Mais uma vez, trazemos a Dra Lívia Zalaf. Dessa vez, ela aborda a Fadiga Oncológica e como a Fisioterapia pode ajudar esses pacientes.
A fadiga é
um sintoma prevalente na doença oncológica, manifestando-se entre 75% e 95% dos
doentes. A fadiga relacionada ao câncer
pode ser definida como uma persistente e subjetiva sensação de cansaço
relacionada à doença ou ao seu tratamento interferindo no desempenho das
atividades de vida diárias. Pode variar na sua intensidade e duração, e ser
acompanhada de outros sintomas como a sensação de falta de energia, exaustão,
perda de interesse por atividades anteriormente prazerosas, fraqueza, dispneia,
dor, alterações de paladar, prurido, lentidão, irritabilidade e perda de concentração,
podendo exercer influência direta em aspectos de ordem psicológica,
fisiológica, comportamental, social/familiar, prejudicando a qualidade de vida
do paciente.
Mas como podemos identificar e diferenciar da
fadiga oncológica da fadiga comum? De acordo com Schneider e Lopes (2004), a fadiga
oncológica é persistente, interfere no dia a dia do paciente, é marcada pela
falta de energia, pela sonolência, fraqueza muscular, perturbação do humor,
com diminuição da performance cognitiva e da qualidade de vida, e com
custos econômicos acrescido. Além disso, na fadiga oncológica esses fatores comumente
persistem até após o fim do tratamento oncológico.
O paciente oncológico pode ter sua fadiga
atribuída à diversas causas: estado hipermetabólico associado com o crescimento
tumoral, competição entre o organismo e o tumor por nutrientes, efeitos deletérios
da quimioterapia e da radioterapia, ingesta nutricional inadequada associada a
náusea e vômitos decorrentes da terapêutica antineoplásica, anemia, distúrbio
do sono e a incerteza e medo quanto ao futuro e a morte. Pegorare (2014), verificou em seu trabalho que as pacientes submetidas à tratamento quimioterápico
foram mais acometidas pela fadiga do que aquelas em tratamento radioterápico. Machado (2008) evidenciou em seu
trabalho a fadiga secundária à quimioterapia causando importante impacto na
qualidade de vida de pacientes oncológicos.

- _Dados extraídos_
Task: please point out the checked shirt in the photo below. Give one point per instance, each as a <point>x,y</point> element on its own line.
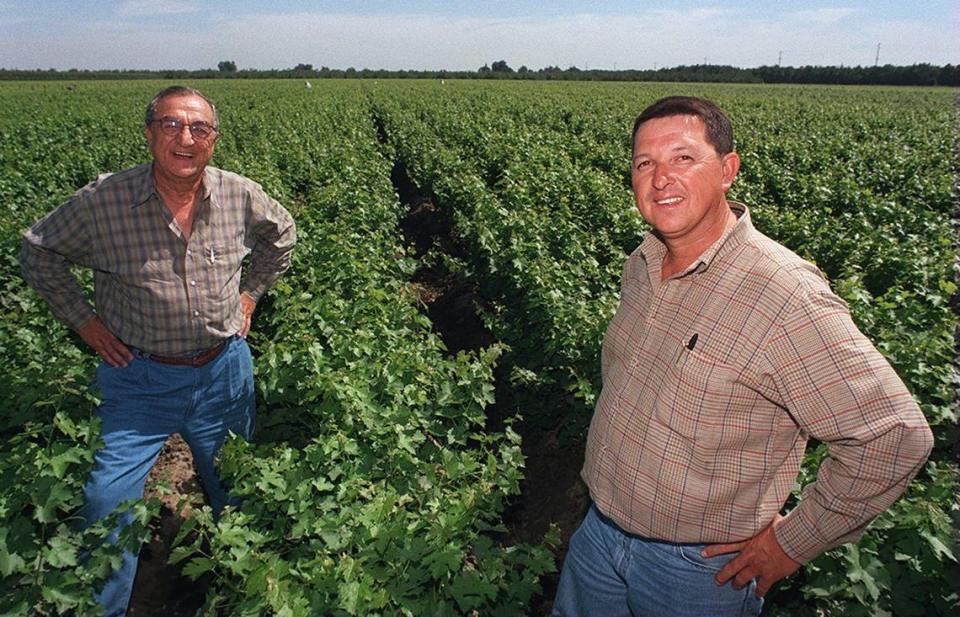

- _Tarefas a fazer_
**A)** Segundo o texto sobre fadiga oncológica, em que porcentagem dos doentes a fadiga se manifesta?
**B)** Escreva a continuação do texto sobre fadiga oncológica, começando logo depois da última frase.
A listagem não tem nenhum papel aqui.

- _Respostas_
**A)** Entre 75% e 95% dos doentes.

**B)**
A partir da cinesioterapia podemos proporcionar mobilidade,
flexibilidade, coordenação, aumento da forca muscular e resistência à fadiga
(FLORENTINO, 2012). Lupion (2014),
realizou uma revisão sistemática afim de analisar os efeitos de um programa de
treinamento físico em pacientes com câncer de pulmão. Finalizando com 26
artigos para análise, o tempo de intervenção dos estudos analisados variou de
uma a doze semanas, e a duração, de acordo com a tolerância do paciente,
podendo durar até 3 horas por sessão. A intensidade do treinamento variou de 60
a 80% da capacidade máxima do paciente, e a frequência, desde todos os dias até
duas vezes na semana. Em relação ao tipo de exercício, os trabalhos analisados
utilizaram predominantemente o exercício aeróbio, tanto em esteira quanto em
cicloergômetro. Alguns artigos também utilizaram treinamento de força muscular.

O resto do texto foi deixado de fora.